Saved data entries:
▶

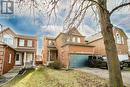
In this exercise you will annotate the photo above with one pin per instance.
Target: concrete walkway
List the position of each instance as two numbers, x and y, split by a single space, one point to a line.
10 75
103 73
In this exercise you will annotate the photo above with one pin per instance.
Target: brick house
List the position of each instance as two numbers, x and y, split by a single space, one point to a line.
70 48
120 40
16 50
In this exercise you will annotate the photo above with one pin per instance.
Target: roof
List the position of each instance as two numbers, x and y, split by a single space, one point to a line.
27 36
71 31
78 44
50 38
98 35
7 29
94 37
4 44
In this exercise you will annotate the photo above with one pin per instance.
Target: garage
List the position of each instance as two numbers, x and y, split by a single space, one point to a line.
78 60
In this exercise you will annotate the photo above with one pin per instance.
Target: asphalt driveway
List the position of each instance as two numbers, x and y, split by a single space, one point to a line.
103 73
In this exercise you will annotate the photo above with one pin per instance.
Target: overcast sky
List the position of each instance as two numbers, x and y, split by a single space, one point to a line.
23 21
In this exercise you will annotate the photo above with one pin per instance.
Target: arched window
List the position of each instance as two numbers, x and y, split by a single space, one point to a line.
118 38
78 40
68 39
73 39
123 41
8 39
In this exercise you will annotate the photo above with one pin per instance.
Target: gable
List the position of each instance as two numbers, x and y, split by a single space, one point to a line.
74 31
7 31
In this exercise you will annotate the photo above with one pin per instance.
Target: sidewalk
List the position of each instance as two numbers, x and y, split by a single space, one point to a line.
10 75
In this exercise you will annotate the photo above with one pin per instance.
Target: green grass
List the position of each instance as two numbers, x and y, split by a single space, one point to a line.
45 77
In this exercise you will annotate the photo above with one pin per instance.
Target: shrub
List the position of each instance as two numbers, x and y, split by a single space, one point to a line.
55 65
40 68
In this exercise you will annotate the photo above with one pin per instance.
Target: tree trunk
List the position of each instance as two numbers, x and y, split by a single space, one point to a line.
115 78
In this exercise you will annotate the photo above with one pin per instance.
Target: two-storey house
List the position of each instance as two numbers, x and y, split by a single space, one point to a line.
70 48
120 41
16 50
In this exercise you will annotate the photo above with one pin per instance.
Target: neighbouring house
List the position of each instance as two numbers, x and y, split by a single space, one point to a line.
16 50
7 58
70 48
120 40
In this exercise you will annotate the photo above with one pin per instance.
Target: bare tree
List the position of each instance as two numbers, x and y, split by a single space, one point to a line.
75 16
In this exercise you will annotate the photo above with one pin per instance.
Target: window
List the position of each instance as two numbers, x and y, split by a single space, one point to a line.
9 58
68 39
49 42
29 57
78 40
29 44
21 42
73 39
118 38
123 40
8 39
17 57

◀

### Set problem
Copy out the data above exactly, except the pictures.

### Output of the exercise
In this exercise you will annotate the photo above with one pin per instance.
Target: concrete walkway
List the position of each instance as two numbers, x and y, split by a single space, one point to a line.
10 75
103 73
In this exercise you will annotate the photo above with one pin per instance.
Target: brick house
List the position of each instance as two numbers, x and y, split by a single space, one point to a line.
70 48
120 40
16 50
In this exercise you will annotate the photo above with one pin per instance.
Target: roof
List the position of each instance as two numbers, x and y, split by a single space, one point to a line.
27 36
71 31
78 44
50 38
98 35
7 29
94 37
4 44
In this exercise you will annotate the photo above with one pin per instance.
Target: garage
List the position of each instance as two numbers, x and y, split by a single space, one point to a line.
78 60
In this exercise you will annotate the photo above with one pin per instance.
Target: asphalt driveway
List the position of each instance as two numbers, x and y, split by a single space, one point to a line.
103 73
In this exercise you will annotate the photo above with one pin per instance.
Target: overcast sky
List the position of each instance as two numbers, x and y, split by a single space, one point to a line.
23 21
In this exercise you will annotate the photo above with one pin per instance.
Target: arched window
List the position of each instance as two numbers, x and y, split by a single space, one point to a line.
118 38
78 40
68 39
73 39
123 41
8 39
In this exercise you will annotate the photo above with one pin per instance.
Target: gable
List the position of each instance as two numbers, x and y, split by a single space, one point to a line.
74 31
7 31
In this exercise you will annotate the photo above with one pin per instance.
Target: sidewalk
List the position of each instance as two numbers, x and y, split by a single space, one point to a line.
10 75
In this exercise you will annotate the photo above with one pin per instance.
Target: green grass
List the position of each instance as two numbers, x and y, split by a single space, one point to a line.
45 77
In this exercise you will annotate the photo above with one pin per instance.
Target: shrub
List the position of each instance as two numbers, x and y, split by a single space, one point to a line.
55 65
40 68
In this exercise you will annotate the photo above with one pin per instance.
Target: tree trunk
List the position of each instance as two numbers, x and y, split by a single space, one point to a line.
115 78
In this exercise you will annotate the photo above with one pin per instance.
Target: two-storey house
List the position of each instance as two numbers, x and y, split by a single space, one point to a line.
70 48
120 41
16 50
In this exercise you will annotate the photo above with one pin per instance.
Target: neighbouring house
List the position of each instance as two numbers, x and y, split by a single space, one point to a line.
16 50
7 58
70 48
120 40
In this exercise you will annotate the photo above with one pin per instance.
Target: bare tree
List the position of each instance as two numbers, x and y, split by a single space, one point to a line.
75 16
In this exercise you will annotate the photo above with one pin per instance.
Target: window
List the position of each instance as two numbers, x and y, split by a single space, one point to a line.
9 58
68 39
49 42
29 57
78 40
29 44
21 42
73 39
118 38
123 40
8 39
17 57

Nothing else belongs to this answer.